Job 1:
List every place name mentioned in the article about General Electric's bid for Alstom's energy business, ignoring the listing.
Job 2:
Write out the passage of the article about General Electric's bid for Alstom's energy business that starts with "The deal, which" and goes on through "Spain’s Banco Santander.".

Selected extract:
An Alstom power plant in Az Zour, Kuwait. (Courtesy of Alstom)
After a two-month takeover quest, veteran French M&A lawyer Jean-Pierre Martel of Orrick, Herrington & Sutcliffe advised the board of engineering giant Alstom as it recommended this past weekend that the company accept General Electric’s $17 billion bid for its energy business.
The deal, which pending an array of shareholder and regulatory approvals is expected to close next year, has yielded roles for nearly a dozen Am Law 100, Global 100 and French firms. It’s also the second notable transaction announced this week by GE, as the Fairfield, Conn.-based conglomerate has tapped a trio of Scandinavian firms to advise on the $950 million sale of its GE Money Bank consumer finance unit to Spain’s Banco Santander.

[Records excerpted from a collection]

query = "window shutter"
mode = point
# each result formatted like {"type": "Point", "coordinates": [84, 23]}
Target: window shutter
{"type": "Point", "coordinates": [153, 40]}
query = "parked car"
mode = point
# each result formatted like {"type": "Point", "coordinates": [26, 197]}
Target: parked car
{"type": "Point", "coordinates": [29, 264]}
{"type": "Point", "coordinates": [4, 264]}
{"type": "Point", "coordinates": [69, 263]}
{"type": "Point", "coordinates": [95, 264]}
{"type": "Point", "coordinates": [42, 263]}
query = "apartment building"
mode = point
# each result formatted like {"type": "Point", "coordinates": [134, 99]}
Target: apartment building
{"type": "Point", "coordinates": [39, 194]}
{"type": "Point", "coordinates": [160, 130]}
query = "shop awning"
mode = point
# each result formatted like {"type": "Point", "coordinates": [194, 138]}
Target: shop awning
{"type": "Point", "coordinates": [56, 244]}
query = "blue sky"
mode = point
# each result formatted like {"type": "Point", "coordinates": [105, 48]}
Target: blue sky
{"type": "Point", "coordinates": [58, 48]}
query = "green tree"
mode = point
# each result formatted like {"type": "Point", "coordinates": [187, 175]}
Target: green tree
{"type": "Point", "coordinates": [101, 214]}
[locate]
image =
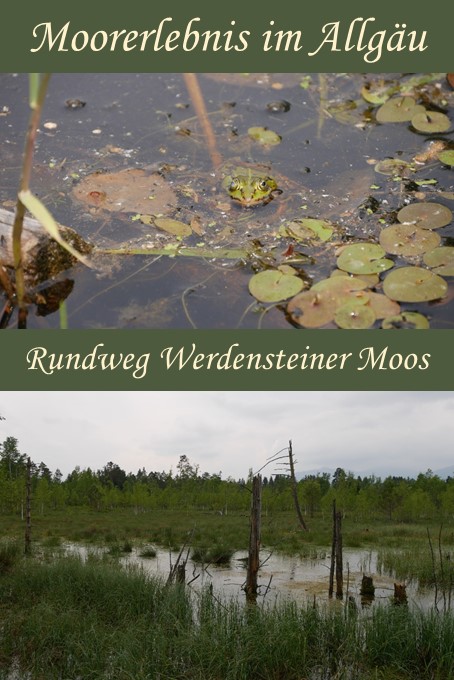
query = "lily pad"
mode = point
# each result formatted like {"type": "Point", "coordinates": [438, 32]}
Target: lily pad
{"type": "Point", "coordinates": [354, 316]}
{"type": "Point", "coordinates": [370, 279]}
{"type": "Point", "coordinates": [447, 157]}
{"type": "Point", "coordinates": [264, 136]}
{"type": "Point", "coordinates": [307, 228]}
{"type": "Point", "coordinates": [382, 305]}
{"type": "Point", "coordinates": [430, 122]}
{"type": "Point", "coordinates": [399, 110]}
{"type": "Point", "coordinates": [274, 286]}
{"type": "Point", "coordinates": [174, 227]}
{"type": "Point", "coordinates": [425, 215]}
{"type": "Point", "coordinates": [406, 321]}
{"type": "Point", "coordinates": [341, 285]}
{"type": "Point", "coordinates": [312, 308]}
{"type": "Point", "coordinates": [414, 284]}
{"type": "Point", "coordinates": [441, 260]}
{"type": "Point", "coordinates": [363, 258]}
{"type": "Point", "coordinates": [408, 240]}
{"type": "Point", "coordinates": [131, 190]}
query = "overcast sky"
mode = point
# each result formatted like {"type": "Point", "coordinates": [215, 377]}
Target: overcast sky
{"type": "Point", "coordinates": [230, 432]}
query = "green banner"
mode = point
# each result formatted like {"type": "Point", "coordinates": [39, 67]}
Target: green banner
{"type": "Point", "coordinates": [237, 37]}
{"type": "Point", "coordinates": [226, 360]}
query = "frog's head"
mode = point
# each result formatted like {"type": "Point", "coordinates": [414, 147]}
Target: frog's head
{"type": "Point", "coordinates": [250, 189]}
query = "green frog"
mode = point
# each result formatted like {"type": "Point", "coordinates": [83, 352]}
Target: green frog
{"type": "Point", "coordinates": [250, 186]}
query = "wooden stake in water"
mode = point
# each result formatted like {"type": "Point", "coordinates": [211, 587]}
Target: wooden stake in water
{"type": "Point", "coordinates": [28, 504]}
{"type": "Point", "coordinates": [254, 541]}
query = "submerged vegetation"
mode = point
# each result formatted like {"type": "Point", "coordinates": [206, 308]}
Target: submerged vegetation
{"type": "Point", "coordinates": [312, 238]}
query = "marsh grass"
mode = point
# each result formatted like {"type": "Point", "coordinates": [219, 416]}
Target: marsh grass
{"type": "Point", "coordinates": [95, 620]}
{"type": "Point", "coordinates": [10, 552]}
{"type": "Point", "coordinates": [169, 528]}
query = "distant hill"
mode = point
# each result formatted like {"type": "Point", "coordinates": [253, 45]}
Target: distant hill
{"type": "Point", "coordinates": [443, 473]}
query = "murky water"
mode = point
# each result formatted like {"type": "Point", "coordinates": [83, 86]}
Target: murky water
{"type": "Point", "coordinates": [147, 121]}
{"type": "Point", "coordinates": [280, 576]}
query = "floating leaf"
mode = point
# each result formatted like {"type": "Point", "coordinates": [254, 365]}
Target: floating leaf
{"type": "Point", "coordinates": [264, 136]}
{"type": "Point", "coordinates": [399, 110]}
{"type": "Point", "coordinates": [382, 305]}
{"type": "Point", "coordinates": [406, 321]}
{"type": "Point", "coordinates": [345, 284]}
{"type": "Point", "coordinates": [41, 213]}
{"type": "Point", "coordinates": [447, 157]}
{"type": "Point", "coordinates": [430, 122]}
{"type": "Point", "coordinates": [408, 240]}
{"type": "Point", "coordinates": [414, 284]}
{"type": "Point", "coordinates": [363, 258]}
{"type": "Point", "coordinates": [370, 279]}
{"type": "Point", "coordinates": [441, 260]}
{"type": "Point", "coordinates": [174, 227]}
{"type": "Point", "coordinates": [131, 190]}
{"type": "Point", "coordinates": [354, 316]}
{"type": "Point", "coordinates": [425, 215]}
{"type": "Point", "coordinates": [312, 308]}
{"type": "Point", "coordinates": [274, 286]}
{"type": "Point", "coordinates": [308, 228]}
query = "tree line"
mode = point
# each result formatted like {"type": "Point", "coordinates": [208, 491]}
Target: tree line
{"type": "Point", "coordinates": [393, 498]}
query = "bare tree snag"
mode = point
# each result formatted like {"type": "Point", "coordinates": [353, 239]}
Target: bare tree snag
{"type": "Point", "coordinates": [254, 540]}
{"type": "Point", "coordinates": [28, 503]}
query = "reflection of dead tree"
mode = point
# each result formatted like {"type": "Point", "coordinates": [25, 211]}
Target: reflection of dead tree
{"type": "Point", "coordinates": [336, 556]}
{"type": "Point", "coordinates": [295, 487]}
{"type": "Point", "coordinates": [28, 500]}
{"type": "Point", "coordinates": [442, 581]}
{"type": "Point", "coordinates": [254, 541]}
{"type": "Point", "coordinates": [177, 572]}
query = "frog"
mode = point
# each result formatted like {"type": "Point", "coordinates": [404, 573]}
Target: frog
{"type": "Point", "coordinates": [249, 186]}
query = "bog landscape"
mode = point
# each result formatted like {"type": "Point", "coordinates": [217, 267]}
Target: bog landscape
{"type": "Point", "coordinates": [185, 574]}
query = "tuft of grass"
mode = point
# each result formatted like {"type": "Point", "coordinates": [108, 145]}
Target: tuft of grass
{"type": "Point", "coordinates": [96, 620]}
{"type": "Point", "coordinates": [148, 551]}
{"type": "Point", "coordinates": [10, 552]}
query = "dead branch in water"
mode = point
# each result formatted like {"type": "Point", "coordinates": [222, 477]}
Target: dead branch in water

---

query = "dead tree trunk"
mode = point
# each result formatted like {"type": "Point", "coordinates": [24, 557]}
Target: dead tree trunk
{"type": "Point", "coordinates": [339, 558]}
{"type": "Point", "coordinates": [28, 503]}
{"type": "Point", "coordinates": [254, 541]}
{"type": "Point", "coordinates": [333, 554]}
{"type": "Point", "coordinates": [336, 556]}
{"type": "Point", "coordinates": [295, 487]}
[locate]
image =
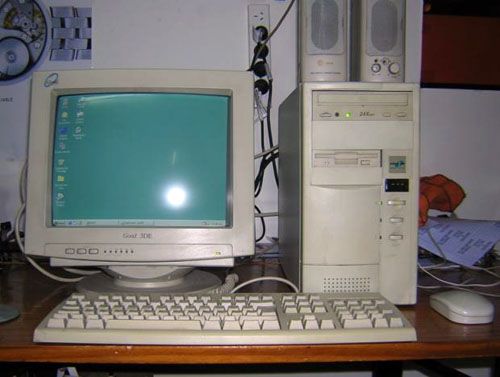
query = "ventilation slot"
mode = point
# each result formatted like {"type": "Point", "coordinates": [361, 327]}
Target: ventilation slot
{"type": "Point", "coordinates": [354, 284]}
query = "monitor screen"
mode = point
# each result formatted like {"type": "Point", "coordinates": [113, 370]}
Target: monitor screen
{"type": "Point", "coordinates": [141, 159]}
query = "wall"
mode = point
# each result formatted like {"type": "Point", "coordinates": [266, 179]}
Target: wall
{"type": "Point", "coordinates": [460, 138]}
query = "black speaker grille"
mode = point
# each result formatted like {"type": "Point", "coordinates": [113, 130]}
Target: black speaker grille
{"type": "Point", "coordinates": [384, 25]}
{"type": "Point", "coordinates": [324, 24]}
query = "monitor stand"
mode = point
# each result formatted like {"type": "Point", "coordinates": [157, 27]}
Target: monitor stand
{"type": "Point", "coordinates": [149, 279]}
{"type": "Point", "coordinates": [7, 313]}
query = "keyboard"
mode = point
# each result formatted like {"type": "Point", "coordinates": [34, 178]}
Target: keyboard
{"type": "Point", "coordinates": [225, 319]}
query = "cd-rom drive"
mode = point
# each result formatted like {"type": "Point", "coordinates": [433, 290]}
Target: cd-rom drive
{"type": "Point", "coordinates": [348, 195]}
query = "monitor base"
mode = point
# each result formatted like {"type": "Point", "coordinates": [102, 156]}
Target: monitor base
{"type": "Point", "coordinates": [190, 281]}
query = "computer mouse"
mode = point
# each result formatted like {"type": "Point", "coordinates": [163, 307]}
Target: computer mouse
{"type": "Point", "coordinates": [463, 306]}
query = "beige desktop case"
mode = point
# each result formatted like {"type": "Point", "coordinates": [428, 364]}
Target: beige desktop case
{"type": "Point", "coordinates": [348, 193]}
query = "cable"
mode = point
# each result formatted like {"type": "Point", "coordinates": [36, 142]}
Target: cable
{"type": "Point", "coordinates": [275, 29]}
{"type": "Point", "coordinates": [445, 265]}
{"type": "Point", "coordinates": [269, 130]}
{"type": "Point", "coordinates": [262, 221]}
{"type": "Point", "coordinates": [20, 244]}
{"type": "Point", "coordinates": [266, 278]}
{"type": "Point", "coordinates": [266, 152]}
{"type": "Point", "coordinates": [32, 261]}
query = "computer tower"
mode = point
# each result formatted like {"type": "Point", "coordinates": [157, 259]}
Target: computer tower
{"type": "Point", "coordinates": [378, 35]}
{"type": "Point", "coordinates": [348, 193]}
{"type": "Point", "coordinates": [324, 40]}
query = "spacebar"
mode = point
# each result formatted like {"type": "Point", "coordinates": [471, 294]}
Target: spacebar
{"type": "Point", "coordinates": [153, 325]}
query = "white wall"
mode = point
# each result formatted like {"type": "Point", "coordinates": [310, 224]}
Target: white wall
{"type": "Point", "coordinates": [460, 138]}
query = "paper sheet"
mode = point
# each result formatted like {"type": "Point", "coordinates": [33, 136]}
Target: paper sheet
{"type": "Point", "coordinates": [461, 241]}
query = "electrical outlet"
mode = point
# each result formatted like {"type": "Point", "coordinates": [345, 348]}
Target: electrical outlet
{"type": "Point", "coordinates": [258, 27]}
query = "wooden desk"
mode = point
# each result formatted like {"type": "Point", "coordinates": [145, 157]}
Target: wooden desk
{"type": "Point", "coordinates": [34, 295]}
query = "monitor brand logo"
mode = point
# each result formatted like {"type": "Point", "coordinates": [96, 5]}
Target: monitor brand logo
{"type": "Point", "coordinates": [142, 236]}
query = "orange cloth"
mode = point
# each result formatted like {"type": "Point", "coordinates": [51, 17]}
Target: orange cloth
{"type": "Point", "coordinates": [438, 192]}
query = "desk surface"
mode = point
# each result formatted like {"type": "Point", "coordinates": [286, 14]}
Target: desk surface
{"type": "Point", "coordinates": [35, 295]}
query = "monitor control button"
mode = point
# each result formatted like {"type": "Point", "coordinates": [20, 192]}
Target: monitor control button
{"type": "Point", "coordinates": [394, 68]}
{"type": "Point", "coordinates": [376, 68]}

Final answer 1:
Az Zour
Kuwait
Fairfield
Conn.
Spain

Final answer 2:
The deal, which pending an array of shareholder and regulatory approvals is expected to close next year, has yielded roles for nearly a dozen Am Law 100, Global 100 and French firms. It’s also the second notable transaction announced this week by GE, as the Fairfield, Conn.-based conglomerate has tapped a trio of Scandinavian firms to advise on the $950 million sale of its GE Money Bank consumer finance unit to Spain’s Banco Santander.